> **Passage shown**:
— begin —
Throw in allegations of Russian hacking and you have the plot for the next Bond blockbuster.
Only, it won't be 007 called upon to make sense of an increasingly-complicated and unbelievably-delicate matter, it will be the secretive staff of the Benhall Doughnut.
Current foreign secretary, but contender to be prime minister Jeremy Hunt was asked about who leaked the confidential memos that claimed president Trump's regime was "inept" last night.
Mr Hunt was asked by The Sun newspaper whether the leaking of the memos was the act of a hostile hack by another country rather than a leak on home soil.
Replying to The Sun, Mr Hunt said: "Of course it would be massively concerning if it was the act of a foreign, hostile state.
"I've seen no evidence that that's the case, but we'll look at the leak inquiry very carefully.
"They are going to follow all avenues of inquiry to try to understand how this happened. That's something that will be considered."
And that's where GCHQ will come in.
The spy base's director Jeremy Fleming made a rare public appearance this morning to launch a new exhibit at London's Science Museum detailing 100 years of the organisation, that starts tomorrow.
— end —
> **Given entries**:
— begin —
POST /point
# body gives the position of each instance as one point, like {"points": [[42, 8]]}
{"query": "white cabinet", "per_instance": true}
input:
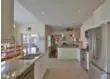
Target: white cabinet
{"points": [[41, 66]]}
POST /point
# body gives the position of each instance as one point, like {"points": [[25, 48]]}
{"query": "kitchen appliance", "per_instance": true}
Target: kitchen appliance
{"points": [[99, 52]]}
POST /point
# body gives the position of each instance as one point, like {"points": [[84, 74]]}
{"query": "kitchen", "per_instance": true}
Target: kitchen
{"points": [[96, 65]]}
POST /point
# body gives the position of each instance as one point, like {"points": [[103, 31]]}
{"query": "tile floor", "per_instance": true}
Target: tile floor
{"points": [[65, 69]]}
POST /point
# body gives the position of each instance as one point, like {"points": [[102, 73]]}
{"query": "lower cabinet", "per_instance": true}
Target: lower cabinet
{"points": [[41, 66], [28, 74]]}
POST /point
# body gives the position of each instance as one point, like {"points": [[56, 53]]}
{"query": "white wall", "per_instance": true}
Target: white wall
{"points": [[23, 19], [101, 15], [7, 19], [35, 28]]}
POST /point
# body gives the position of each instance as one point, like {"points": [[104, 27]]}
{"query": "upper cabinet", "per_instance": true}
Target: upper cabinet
{"points": [[7, 19]]}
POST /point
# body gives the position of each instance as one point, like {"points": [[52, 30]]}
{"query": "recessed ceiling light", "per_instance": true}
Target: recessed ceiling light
{"points": [[14, 26], [79, 11], [43, 13]]}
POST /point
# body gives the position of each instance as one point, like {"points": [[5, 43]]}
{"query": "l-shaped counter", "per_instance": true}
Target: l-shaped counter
{"points": [[68, 52], [18, 68]]}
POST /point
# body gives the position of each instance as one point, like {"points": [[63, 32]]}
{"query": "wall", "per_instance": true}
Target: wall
{"points": [[23, 19], [48, 32], [7, 19], [76, 32], [99, 16], [35, 28]]}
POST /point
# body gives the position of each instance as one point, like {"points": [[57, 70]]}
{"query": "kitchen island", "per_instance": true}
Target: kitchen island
{"points": [[68, 52], [25, 69]]}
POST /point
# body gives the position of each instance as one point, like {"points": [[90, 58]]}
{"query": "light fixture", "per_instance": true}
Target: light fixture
{"points": [[79, 11], [14, 25], [43, 13]]}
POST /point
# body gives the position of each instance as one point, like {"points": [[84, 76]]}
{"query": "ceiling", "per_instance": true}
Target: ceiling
{"points": [[22, 15], [63, 13]]}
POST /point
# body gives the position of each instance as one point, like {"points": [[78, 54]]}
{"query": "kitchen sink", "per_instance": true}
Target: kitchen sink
{"points": [[29, 57]]}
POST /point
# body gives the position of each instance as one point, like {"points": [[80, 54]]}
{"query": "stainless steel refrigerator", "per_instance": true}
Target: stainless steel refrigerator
{"points": [[30, 43], [99, 52]]}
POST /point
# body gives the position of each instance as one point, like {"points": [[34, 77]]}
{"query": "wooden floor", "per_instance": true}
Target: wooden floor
{"points": [[65, 69]]}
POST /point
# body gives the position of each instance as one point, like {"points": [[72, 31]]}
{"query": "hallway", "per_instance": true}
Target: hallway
{"points": [[65, 69]]}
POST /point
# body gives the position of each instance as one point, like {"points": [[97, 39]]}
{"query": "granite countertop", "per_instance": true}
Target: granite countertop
{"points": [[67, 47], [18, 66]]}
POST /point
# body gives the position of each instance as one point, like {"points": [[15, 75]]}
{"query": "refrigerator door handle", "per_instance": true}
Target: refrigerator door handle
{"points": [[99, 70]]}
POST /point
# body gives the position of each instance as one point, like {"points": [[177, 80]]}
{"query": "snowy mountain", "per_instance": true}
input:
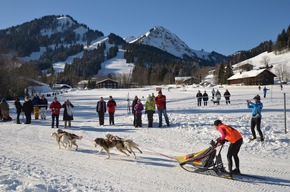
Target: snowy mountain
{"points": [[165, 40], [31, 161]]}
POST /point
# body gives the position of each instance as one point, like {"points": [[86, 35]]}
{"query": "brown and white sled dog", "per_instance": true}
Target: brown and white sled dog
{"points": [[128, 143], [107, 144], [65, 138]]}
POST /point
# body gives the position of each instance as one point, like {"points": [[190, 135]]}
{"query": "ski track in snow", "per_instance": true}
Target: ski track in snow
{"points": [[31, 161]]}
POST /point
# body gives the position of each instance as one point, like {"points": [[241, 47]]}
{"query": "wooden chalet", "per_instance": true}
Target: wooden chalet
{"points": [[253, 77], [107, 83]]}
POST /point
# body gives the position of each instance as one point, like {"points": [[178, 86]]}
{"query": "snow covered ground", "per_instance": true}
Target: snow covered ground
{"points": [[31, 161]]}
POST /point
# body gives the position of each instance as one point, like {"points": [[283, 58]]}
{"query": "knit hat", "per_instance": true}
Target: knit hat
{"points": [[217, 122]]}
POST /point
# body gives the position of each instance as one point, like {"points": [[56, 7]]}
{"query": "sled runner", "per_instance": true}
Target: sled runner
{"points": [[205, 161]]}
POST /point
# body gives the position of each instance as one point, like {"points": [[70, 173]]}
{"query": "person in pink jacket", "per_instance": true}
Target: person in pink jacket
{"points": [[138, 108], [55, 107], [111, 106]]}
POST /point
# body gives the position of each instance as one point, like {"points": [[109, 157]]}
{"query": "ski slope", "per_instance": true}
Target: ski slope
{"points": [[31, 161]]}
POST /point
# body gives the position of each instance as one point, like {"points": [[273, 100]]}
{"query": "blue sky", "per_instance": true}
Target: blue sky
{"points": [[225, 26]]}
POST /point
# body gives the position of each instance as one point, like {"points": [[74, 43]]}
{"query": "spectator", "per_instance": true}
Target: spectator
{"points": [[67, 113], [101, 110], [134, 102], [199, 97], [55, 107], [227, 96], [265, 91], [205, 98], [4, 108], [138, 113], [111, 105], [160, 102], [35, 102], [18, 107], [150, 109], [256, 116], [43, 104], [27, 109]]}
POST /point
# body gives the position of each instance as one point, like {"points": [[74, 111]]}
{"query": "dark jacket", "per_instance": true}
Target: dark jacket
{"points": [[28, 106], [101, 107], [66, 116], [205, 97], [227, 94], [111, 105], [133, 105], [43, 103], [18, 106]]}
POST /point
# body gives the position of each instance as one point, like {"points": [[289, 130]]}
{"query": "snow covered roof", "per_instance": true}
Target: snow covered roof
{"points": [[183, 78], [248, 74]]}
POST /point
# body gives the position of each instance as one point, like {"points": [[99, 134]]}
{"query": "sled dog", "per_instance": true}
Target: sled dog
{"points": [[65, 138], [128, 143], [107, 144], [215, 102]]}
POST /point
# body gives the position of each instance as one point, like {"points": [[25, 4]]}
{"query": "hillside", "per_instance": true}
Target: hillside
{"points": [[31, 161]]}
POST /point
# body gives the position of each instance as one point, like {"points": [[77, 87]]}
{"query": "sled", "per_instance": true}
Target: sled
{"points": [[205, 161]]}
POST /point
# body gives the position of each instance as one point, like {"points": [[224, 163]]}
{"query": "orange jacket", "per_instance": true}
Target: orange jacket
{"points": [[229, 133]]}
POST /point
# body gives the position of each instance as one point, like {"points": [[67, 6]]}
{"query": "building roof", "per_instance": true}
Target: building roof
{"points": [[183, 78], [248, 74], [108, 79]]}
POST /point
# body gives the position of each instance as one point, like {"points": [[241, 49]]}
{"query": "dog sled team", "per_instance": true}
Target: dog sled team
{"points": [[125, 146], [216, 97]]}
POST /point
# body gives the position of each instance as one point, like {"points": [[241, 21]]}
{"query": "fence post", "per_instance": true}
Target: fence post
{"points": [[285, 120]]}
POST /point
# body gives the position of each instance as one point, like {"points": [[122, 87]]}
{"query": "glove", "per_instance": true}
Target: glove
{"points": [[221, 142]]}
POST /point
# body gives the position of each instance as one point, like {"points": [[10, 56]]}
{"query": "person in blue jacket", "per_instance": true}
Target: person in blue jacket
{"points": [[265, 91], [256, 116]]}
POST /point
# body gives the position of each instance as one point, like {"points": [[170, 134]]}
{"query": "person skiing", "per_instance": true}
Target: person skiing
{"points": [[236, 140], [256, 107], [227, 96], [138, 108], [205, 98], [199, 97], [101, 110], [160, 102], [150, 109], [111, 105]]}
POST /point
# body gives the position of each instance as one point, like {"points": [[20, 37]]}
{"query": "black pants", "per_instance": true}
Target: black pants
{"points": [[55, 117], [198, 102], [18, 115], [228, 100], [150, 118], [101, 118], [28, 117], [233, 151], [256, 122], [111, 118], [138, 120]]}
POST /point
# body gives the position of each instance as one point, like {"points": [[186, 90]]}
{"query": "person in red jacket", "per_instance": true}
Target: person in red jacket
{"points": [[55, 107], [111, 106], [235, 138], [160, 102]]}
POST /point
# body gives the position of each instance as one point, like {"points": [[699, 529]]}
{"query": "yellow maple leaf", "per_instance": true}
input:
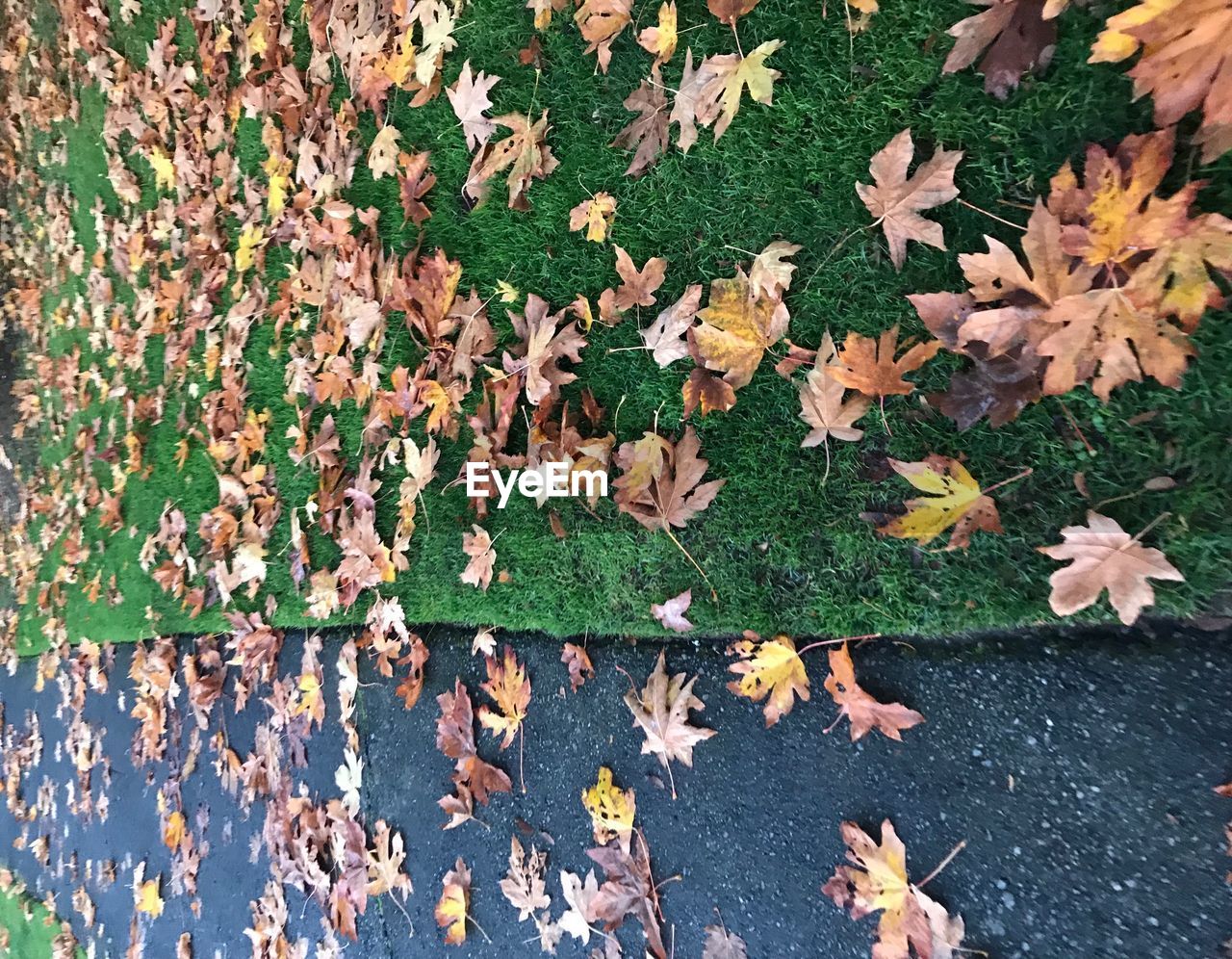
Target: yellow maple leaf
{"points": [[148, 900], [611, 809], [595, 215], [164, 169], [250, 238], [172, 834], [278, 170], [769, 669], [955, 501], [737, 328]]}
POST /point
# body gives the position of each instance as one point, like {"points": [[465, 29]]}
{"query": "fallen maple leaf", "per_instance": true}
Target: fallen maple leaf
{"points": [[524, 153], [601, 22], [383, 152], [707, 391], [955, 501], [672, 611], [770, 273], [823, 404], [876, 880], [577, 661], [385, 862], [611, 810], [647, 135], [660, 39], [863, 712], [545, 342], [659, 480], [1186, 62], [665, 335], [869, 365], [729, 12], [737, 328], [711, 95], [769, 669], [579, 895], [724, 945], [451, 909], [896, 201], [524, 884], [628, 890], [1105, 557], [469, 97], [662, 711], [594, 215], [510, 690], [1016, 35], [478, 546]]}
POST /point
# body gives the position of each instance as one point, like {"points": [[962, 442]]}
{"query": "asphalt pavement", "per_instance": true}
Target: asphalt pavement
{"points": [[1079, 768]]}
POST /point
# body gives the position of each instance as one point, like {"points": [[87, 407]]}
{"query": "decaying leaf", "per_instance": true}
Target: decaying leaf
{"points": [[869, 365], [524, 884], [647, 135], [1105, 557], [478, 546], [453, 904], [628, 890], [769, 669], [897, 201], [672, 611], [510, 690], [577, 660], [876, 881], [594, 215], [1186, 63], [863, 712], [659, 480], [524, 153], [469, 97], [611, 810], [1017, 39], [955, 500], [737, 326], [662, 712]]}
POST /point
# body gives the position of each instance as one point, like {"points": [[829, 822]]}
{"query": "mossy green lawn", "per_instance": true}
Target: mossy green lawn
{"points": [[783, 550]]}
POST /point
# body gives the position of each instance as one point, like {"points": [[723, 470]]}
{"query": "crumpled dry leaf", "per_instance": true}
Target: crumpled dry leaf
{"points": [[1105, 557], [451, 909], [1017, 36], [769, 669], [672, 611], [478, 546], [659, 480], [524, 884], [863, 712], [955, 500], [662, 712]]}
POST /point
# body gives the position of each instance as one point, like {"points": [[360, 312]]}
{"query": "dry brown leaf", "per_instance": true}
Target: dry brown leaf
{"points": [[1105, 557], [896, 201], [863, 712]]}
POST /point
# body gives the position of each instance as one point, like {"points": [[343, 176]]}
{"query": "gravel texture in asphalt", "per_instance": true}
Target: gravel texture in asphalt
{"points": [[1078, 769]]}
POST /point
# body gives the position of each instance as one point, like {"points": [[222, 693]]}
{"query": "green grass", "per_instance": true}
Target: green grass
{"points": [[783, 551], [30, 926]]}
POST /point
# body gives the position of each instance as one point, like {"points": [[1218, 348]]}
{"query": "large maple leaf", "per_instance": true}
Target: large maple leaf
{"points": [[1186, 63], [1105, 557], [662, 712], [659, 484], [737, 328], [896, 201]]}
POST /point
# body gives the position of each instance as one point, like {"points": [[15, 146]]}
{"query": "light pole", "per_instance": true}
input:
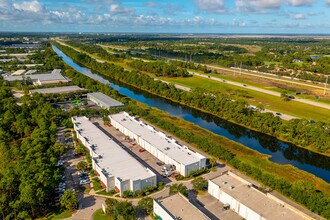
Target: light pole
{"points": [[326, 82]]}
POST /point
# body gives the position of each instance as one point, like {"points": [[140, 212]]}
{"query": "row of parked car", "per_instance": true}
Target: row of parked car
{"points": [[60, 189], [84, 178]]}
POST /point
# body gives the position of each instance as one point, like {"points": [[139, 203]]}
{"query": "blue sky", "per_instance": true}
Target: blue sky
{"points": [[165, 16]]}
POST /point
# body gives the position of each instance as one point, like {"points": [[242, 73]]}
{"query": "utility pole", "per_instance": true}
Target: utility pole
{"points": [[326, 82], [235, 69]]}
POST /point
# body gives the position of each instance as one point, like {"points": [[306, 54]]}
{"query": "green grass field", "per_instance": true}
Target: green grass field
{"points": [[270, 102], [99, 215]]}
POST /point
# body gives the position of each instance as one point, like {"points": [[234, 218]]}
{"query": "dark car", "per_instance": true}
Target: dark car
{"points": [[159, 163]]}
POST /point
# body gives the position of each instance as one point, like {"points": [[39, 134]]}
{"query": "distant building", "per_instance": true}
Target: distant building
{"points": [[176, 207], [103, 101], [54, 90], [41, 79], [116, 168], [29, 72], [24, 45], [243, 198], [163, 147]]}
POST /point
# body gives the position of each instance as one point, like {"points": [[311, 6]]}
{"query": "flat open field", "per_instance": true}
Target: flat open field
{"points": [[274, 85], [301, 110]]}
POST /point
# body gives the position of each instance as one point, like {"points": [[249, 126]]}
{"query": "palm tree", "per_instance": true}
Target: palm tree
{"points": [[213, 161]]}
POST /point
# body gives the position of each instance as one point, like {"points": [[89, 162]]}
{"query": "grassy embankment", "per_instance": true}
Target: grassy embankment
{"points": [[307, 106], [242, 152], [274, 85], [270, 102]]}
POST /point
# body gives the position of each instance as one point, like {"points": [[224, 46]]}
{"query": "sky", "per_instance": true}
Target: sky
{"points": [[166, 16]]}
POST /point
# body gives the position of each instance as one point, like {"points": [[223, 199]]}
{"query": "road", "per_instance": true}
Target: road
{"points": [[305, 101], [281, 115], [309, 102]]}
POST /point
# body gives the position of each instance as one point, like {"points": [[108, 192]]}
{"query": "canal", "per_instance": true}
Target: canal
— end —
> **Written problem 1**: In the passage about the leaked Trump memos, who is named as director of the spy base?
> **Written problem 2**: Continue the passage about the leaked Trump memos from its last sentence.

> **Written response 1**: Jeremy Fleming

> **Written response 2**:
He was asked by the BBC as to whether his organisation will be involved in any investigation and with a typically straight bat he said: I can't get into the detail of investigation.
"The Cabinet Office and the Foreign Office will lead on that and if they require our services, GCHQ can help."
But at a separate event this morning entitled Developing Cheltenham's Future Cyber Generation held at Gloucestershire College another of the agency's top bods was speaking.
Chris Ensor is part of the leadership team on the National Cyber Security Centre spoke GCHQ's role in the UK cyber sector.
And what he said left no doubt as to the agency's scope to investigate and be at the heart of whatever was hitting the headlines.
He said: "You can pretty much say that when something hits the BBC we have been involved in it."